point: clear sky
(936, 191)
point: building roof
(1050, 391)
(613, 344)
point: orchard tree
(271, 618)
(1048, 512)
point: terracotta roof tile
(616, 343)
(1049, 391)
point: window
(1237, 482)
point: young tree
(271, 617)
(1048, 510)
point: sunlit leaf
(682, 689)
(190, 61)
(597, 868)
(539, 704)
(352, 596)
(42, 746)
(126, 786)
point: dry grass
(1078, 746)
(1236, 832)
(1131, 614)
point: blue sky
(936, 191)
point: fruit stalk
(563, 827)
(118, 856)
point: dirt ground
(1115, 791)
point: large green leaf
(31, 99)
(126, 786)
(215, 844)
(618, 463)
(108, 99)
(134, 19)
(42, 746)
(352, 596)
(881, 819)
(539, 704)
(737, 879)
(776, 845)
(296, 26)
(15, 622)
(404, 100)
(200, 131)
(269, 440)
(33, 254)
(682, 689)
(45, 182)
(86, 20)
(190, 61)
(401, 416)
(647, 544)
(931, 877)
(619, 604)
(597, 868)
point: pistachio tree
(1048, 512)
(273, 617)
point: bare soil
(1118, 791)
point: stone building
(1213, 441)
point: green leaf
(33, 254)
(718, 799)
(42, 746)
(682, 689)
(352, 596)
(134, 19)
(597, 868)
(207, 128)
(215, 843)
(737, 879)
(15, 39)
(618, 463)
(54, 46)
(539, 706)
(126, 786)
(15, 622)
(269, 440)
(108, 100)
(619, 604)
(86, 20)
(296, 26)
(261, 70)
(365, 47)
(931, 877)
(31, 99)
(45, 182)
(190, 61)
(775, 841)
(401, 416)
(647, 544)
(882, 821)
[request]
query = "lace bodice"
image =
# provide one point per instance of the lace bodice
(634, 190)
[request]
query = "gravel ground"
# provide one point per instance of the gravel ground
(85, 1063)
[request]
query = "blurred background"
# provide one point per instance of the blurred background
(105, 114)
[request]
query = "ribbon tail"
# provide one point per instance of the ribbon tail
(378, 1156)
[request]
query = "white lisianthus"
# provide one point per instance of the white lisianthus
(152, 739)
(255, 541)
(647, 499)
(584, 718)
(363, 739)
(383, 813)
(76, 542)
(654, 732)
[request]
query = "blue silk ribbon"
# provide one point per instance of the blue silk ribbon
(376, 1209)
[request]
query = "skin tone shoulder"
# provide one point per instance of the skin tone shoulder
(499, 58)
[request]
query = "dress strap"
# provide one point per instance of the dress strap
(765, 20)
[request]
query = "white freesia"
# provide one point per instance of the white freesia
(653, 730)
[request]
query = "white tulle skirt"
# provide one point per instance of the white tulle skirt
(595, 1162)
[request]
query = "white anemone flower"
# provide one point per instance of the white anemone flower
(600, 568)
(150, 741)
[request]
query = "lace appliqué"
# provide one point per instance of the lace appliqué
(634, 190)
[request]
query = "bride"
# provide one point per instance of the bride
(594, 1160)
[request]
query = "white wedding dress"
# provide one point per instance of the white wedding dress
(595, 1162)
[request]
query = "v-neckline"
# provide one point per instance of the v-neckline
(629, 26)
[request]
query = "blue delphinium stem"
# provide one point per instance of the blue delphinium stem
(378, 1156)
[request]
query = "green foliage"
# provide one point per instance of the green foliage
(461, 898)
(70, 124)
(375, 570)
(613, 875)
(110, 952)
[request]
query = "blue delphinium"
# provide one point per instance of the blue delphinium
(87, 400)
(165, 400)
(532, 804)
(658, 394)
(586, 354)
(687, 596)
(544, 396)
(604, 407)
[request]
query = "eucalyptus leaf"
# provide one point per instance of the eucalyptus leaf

——————————

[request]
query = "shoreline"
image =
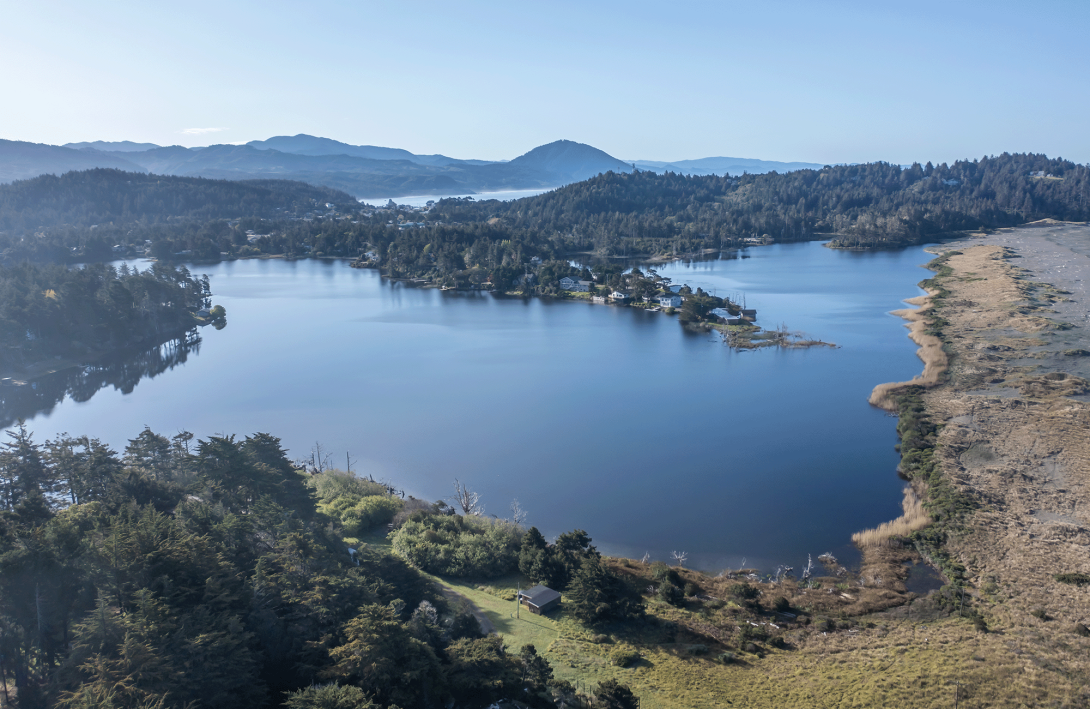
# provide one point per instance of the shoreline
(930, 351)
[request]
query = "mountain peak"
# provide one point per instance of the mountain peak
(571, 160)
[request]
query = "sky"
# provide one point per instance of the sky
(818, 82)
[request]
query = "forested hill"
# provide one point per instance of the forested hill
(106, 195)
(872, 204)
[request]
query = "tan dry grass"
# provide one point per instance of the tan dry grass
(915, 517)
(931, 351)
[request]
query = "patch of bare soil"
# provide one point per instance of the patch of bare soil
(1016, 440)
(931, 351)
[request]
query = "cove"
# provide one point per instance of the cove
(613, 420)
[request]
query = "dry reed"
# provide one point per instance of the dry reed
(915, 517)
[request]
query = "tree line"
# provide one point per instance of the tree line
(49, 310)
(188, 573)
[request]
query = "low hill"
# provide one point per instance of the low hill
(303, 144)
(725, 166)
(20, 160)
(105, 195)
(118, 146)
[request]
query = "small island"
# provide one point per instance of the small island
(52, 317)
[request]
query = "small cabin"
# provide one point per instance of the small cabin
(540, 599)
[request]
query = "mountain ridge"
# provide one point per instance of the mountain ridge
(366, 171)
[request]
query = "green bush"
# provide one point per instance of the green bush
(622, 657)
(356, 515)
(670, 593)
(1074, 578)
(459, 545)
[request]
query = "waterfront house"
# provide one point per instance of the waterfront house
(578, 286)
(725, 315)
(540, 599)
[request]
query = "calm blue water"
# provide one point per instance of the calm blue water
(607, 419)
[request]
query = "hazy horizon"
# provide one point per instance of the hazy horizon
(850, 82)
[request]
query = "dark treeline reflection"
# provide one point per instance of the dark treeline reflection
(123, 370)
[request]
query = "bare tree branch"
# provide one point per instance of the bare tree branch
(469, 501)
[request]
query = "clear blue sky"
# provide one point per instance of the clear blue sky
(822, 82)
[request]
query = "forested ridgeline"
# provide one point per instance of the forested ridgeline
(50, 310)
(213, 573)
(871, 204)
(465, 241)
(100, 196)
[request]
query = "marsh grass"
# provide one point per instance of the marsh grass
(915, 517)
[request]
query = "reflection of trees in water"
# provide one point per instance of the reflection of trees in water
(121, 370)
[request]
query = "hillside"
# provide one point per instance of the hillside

——————————

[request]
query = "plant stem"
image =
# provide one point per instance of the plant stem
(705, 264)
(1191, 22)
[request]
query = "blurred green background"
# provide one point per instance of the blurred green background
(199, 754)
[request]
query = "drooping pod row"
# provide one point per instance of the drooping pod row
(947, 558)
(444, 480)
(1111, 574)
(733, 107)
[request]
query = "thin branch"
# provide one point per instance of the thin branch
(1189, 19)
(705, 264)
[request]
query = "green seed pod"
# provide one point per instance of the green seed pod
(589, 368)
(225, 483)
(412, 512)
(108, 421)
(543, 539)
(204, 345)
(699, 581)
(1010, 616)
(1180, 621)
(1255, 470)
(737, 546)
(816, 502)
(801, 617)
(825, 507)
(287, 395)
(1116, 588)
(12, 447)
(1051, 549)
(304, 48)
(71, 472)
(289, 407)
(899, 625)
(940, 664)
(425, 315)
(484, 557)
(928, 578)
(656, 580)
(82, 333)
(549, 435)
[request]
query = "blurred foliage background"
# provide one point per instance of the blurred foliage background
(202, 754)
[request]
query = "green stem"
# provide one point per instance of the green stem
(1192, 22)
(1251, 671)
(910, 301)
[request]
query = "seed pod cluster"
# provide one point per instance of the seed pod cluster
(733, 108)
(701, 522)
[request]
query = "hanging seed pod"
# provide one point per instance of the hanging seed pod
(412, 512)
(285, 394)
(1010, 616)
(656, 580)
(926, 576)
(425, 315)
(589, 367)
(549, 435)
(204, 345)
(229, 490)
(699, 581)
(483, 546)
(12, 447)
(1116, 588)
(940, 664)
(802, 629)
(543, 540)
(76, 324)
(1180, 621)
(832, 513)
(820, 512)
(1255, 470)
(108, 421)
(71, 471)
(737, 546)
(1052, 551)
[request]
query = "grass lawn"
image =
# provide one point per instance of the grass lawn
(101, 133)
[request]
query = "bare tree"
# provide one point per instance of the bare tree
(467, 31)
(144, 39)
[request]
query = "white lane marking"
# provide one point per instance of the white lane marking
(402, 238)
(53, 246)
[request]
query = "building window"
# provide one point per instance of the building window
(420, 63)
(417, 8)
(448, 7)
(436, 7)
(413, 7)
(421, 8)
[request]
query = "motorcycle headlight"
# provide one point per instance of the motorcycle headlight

——————————

Exercise objective -
Say how many lines of the material above contain the string "eucalyptus". Write nothing but the number.

Response to this task -
2